* [TRECHO DO DOCUMENTO]:
No feriado de Corpus Christi, resgatei meu lado tenor e estive na cidade onde fiz faculdade no Encontro de 45 anos do Coral da UFV. Uma celebração com os coralistas atuais e os antigos que puderam comparecer, com momentos de descontração e música, claro. O evento foi incrível, conheci um monte de gente massa, tive notícias tristes, destravei muitas memórias… e isso deve render mais algumas edições da Mercúrio em Peixes, mas hoje quero falar de algumas palavras que pude trocar com Rogério Moreira Campos, regente do coral durante 27 anos, dois dos quais eu participei como cantor.
Nesse papo eu me lembrei de três coisas que aprendi com ele que transcenderam a música e as apresentações e que levo para a vida, seja profissional, seja pessoal. Engraçado que são ensinamentos dos quais sempre me recordo e me pego repetindo algumas palavras dele, mas que nunca tinha sistematizado dessa forma. E agora divido isso com vocês, já me desculpando previamente com o Rogério caso minha memória tenha distorcido uma coisa ou outra, afinal de contas lá se vão mais de 20 anos dos meus tempos de ensaio da Casa 2.

* [INSTRUÇÃO 1]:
Expresse em uma tabela Markdown, com as colunas "Nº" e "Linha", as linhas das entradas abaixo, começando pela primeira e seguindo até a linha que contém "negative clicks: (338, 229) (307, 214)", inclusive, sem as linhas em branco. Deixe as imagens fora da resposta.

* [DADOS FORNECIDOS]:
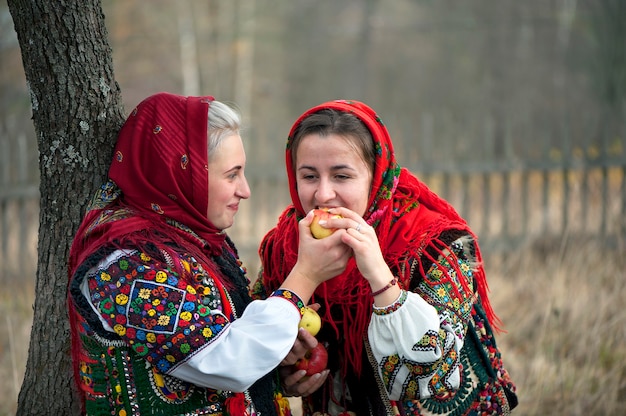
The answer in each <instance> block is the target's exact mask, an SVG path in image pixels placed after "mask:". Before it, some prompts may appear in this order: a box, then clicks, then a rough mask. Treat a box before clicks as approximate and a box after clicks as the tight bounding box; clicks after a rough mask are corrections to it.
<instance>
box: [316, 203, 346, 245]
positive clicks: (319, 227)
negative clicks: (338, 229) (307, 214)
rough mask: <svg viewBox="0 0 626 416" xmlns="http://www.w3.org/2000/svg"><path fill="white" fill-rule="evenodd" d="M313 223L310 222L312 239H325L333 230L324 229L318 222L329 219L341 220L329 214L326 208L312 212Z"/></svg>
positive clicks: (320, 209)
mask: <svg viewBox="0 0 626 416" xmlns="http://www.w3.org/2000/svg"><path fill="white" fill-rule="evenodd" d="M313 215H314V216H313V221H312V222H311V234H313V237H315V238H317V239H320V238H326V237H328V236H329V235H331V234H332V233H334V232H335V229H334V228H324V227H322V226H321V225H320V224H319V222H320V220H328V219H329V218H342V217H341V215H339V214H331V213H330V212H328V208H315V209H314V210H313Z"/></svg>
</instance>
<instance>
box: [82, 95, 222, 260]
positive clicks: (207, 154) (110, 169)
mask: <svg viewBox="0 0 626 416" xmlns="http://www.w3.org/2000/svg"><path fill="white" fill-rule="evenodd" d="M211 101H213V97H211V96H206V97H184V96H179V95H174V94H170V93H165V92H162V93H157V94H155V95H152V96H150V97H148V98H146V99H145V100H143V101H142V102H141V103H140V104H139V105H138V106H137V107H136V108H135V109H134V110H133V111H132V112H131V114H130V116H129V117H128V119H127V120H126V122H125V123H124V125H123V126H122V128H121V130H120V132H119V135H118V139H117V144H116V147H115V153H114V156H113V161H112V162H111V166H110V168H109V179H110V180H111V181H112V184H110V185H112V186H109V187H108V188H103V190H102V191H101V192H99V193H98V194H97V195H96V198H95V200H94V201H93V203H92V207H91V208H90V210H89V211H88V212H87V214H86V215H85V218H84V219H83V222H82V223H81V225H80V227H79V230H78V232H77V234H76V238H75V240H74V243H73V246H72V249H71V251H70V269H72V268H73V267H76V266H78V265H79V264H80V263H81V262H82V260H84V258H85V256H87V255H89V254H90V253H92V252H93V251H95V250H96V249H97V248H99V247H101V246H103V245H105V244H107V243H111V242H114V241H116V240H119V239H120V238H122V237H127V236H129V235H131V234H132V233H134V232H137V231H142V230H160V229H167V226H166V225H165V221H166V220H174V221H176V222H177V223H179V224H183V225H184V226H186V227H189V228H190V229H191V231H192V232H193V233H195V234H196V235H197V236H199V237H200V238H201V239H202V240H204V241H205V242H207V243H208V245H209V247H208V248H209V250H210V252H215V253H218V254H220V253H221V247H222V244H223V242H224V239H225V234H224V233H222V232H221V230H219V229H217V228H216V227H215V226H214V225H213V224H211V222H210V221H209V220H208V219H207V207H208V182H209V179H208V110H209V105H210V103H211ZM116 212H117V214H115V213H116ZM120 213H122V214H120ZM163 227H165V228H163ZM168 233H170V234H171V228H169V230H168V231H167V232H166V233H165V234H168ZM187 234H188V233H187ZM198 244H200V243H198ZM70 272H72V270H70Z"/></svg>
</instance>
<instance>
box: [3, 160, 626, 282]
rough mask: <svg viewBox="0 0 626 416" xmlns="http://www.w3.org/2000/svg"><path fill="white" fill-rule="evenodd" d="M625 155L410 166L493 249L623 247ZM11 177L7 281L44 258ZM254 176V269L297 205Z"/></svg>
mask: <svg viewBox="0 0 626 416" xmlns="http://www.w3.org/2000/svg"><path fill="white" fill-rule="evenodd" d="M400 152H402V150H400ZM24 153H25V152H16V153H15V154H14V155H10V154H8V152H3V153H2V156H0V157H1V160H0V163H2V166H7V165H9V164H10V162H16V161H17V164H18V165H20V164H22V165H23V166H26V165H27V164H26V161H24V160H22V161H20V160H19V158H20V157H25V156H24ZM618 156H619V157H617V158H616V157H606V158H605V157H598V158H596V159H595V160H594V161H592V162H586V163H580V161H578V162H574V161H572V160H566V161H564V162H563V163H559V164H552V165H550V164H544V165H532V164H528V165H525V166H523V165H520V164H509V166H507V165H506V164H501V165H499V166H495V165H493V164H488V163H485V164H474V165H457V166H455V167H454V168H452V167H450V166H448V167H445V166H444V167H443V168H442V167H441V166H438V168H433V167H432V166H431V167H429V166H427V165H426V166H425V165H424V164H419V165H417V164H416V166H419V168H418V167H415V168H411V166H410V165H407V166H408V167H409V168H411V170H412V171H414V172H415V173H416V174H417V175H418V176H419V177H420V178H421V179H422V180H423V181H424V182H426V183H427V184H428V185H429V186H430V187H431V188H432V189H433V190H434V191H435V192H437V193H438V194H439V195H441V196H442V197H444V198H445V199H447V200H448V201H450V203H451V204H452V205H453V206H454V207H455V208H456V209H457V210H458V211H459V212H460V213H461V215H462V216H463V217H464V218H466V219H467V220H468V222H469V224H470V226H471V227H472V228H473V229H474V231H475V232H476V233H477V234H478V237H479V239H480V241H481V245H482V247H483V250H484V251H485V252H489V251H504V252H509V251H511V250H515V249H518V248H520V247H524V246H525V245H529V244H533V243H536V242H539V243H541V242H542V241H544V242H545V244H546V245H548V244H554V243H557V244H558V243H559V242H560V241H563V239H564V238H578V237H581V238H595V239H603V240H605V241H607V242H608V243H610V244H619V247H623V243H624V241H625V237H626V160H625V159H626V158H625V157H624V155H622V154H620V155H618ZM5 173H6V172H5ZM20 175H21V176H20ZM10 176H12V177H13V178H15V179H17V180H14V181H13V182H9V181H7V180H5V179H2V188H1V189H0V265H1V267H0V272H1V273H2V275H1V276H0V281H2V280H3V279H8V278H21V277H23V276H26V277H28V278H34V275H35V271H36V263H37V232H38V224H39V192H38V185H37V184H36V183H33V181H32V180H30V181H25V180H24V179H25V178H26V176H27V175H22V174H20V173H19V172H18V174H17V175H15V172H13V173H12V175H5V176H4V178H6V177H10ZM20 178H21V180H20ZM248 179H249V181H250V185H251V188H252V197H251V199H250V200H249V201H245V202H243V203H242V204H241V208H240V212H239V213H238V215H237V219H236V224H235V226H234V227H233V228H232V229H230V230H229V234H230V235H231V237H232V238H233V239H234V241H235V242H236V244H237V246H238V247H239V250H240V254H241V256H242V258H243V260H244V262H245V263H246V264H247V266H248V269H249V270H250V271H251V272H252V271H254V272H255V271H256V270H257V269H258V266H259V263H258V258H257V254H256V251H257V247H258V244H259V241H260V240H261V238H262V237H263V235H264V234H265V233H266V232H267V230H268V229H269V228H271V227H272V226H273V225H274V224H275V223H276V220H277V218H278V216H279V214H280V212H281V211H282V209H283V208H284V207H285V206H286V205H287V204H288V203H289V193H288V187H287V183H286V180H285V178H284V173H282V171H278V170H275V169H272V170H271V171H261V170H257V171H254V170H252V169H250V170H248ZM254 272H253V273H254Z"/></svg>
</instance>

* [INSTRUÇÃO 2]:
Extraia do texto sobre o Coral da UFV, sem nenhuma alteração, o trecho que começa em "No feriado de" e vai até "participei como cantor.".

* [RESULTADO DO EXERCÍCIO 1]:
| Nº | Linha |
|---|---|
| 1 | The answer in each <instance> block is the target's exact mask, an SVG path in image pixels placed after "mask:". Before it, some prompts may appear in this order: a box, then clicks, then a rough mask. Treat a box before clicks as approximate and a box after clicks as the tight bounding box; clicks after a rough mask are corrections to it. |
| 2 | <instance> |
| 3 | box: [316, 203, 346, 245] |
| 4 | positive clicks: (319, 227) |
| 5 | negative clicks: (338, 229) (307, 214) |

* [RESULTADO DO EXERCÍCIO 2]:
No feriado de Corpus Christi, resgatei meu lado tenor e estive na cidade onde fiz faculdade no Encontro de 45 anos do Coral da UFV. Uma celebração com os coralistas atuais e os antigos que puderam comparecer, com momentos de descontração e música, claro. O evento foi incrível, conheci um monte de gente massa, tive notícias tristes, destravei muitas memórias… e isso deve render mais algumas edições da Mercúrio em Peixes, mas hoje quero falar de algumas palavras que pude trocar com Rogério Moreira Campos, regente do coral durante 27 anos, dois dos quais eu participei como cantor.